(begin)
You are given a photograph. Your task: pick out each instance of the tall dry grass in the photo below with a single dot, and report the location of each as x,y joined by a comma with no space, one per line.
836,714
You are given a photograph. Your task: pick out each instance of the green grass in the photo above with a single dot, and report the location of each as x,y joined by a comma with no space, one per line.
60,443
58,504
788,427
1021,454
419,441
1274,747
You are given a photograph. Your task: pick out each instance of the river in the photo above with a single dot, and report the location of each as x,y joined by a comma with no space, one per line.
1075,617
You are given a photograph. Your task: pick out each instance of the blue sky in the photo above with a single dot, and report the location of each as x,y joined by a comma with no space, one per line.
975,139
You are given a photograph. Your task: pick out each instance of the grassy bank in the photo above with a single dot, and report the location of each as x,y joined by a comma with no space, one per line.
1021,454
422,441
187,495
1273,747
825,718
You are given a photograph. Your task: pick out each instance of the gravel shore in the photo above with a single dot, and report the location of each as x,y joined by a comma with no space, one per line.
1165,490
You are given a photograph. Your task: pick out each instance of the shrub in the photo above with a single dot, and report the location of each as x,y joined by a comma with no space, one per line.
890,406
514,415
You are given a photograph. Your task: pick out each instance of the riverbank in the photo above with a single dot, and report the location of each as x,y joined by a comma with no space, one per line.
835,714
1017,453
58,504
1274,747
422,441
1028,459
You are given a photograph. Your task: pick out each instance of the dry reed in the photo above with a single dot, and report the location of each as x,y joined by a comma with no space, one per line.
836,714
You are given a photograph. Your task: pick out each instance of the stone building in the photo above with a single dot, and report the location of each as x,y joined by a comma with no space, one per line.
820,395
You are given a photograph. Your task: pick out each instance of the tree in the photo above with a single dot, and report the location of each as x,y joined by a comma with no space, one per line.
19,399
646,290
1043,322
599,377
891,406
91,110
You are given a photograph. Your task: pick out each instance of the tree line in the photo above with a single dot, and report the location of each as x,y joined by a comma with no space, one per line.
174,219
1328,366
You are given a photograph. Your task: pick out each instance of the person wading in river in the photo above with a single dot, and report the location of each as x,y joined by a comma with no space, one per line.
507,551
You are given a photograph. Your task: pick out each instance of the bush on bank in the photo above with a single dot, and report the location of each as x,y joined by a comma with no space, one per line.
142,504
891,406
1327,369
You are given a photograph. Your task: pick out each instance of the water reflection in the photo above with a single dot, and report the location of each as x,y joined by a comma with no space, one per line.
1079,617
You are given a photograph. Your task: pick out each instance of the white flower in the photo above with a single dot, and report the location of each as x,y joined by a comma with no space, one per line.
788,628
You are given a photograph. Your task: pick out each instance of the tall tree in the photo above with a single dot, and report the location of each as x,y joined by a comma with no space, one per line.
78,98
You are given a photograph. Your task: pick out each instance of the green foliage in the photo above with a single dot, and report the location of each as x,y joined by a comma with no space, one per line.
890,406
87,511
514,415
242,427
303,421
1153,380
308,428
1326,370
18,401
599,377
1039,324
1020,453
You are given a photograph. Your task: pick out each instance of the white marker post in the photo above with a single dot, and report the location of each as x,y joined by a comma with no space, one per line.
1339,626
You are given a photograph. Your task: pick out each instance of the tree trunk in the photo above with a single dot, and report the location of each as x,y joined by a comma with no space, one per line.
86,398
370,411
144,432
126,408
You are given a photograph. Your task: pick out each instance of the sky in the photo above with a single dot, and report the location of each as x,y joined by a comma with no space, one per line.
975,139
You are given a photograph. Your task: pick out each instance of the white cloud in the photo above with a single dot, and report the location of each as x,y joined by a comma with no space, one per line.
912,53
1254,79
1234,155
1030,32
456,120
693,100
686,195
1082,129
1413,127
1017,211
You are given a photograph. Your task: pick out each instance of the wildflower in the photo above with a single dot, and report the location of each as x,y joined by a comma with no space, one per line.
(end)
Write out the material exactly as given.

You are given a photograph. Your task: pick out each instance of the tall dry grass in the photo below with a single dot, and report the location of each as x,y joined by a comma with no space, one per line.
836,714
You are given a photograph. Your task: pick out each instance of the green grass in the photo above with a single dot, and report the location of each as x,y joined by a comma with no space, one per line.
60,443
58,504
788,427
1021,454
419,441
1274,747
You are given a photograph. Your task: pick out each instance of the river in the photo above with a single dot, and report the location of each as x,y joined by a comma with no space, one per line.
1075,617
You are given a photograph. Your task: pick out each instance of the blue sky in the photo above with a single dot, and report the location of each as x,y joined by a comma with no space, one per line.
975,139
You are given a photograph. Your task: pick out each instance of the grassy bank in the photo above with a single dot, and report the location of each as x,y joined by a comma with no space, one per line.
1021,454
422,441
187,495
1273,747
825,718
You are given a photograph. Your task: pick out each instance of the gravel shore in the photo above with a single dot, and report the location of each as x,y joined by a comma with no space, one per line.
1165,490
You are given a photograph. Your task: pick out each instance of the shrub in the photo above with a single dot, and report the location of each as x,y joined by a comma with no space, one per line.
890,406
514,415
You are given a photograph. Your task: pick out each instance of the riverbank in the photo above with a single dot, and report the location of each as x,y joined by a comma with no space, one per line.
835,714
1017,453
58,504
1274,747
422,441
1028,459
You are given a photograph. Your task: pick out each instance of the dry reed in the photo above with a single dot, and report the location of each as x,y joined by a comma with no space, one per line.
836,714
You are given a photograph. Your task: pick out each instance of the stone building in the photo above with a single dot, and report the location of each as x,y joined by a comma with no space, one per line.
820,395
You are given a photograph. Your task: pick out each instance of the tree in the photo above with a single dot, and report the location of each as x,y joined by a comma with no space, one per line.
19,399
646,290
1043,322
599,377
891,406
91,110
You are given a photograph. Your task: pick out each instance of the tree line in the photo above with a single dot, and report the location of each as x,y joined by a comma with no space, one per line.
174,219
1328,366
You are given a photograph. Your task: pick out each instance of the person wading in river in the photo above with a single dot, and report the location of each as x,y joined by a comma with no space, one per line.
507,551
You are given a photograph. Your task: pick out each instance of the bush on bank in the photo above with a single dot, and report the location of each as x,y joined by a comma with no space, one per line.
142,504
891,406
1327,369
You are given a photograph. Your task: pick out each instance of the water reflection in the photo above with a single dot, and report the location of each as x,y joined by a comma with no space, one per line.
1079,617
You are given a photograph. Your task: pick out each instance of the white flower in the photo above with a single dot, and report the location of each as x,y joined by a comma with no space, one per line.
788,628
You are given a photograph. Your task: pick out each instance of the tall tree in the photo above with a single dot, and report the location of each as x,y joined by a comma with no space, one per line.
78,98
You are given a photograph. Your task: pick out each instance of the green foliage in the photo above with a single dot, and report the location of each as x,y joined by a comma with no space, one per line.
890,406
87,511
514,415
242,427
303,421
1153,380
308,428
1326,370
18,401
599,377
1039,324
1020,453
You are given a photograph. Your task: pick out each instance of the white marker post in the photo above with a single dot, and report the location of each as x,y joined by a comma with no space, one per line.
1339,626
You are given a photograph. Your task: pick out each instance of the tree trunk in the photo above with a single dot, and report the location of each as x,y joined by a comma with no space, one per line.
86,398
370,411
144,432
126,408
You are given a photograph. Your task: pick out each instance of the sky in the photo above with a single dot, and report the location of each as x,y joined by a comma with no space, one per line.
975,139
You are given a photograph. Your task: pick out each instance of the white cloud in the photo above with a single dot, and report the location of each as x,y joined by a comma with no space, one per line.
912,53
1254,79
1234,155
1030,32
456,120
693,100
686,195
1082,129
1413,127
1017,211
You are given a photograph. Your task: pick out each instance of the wildflower in the photo above with a single dot, and report the location of each as x,y joined by a comma with no space, one per line.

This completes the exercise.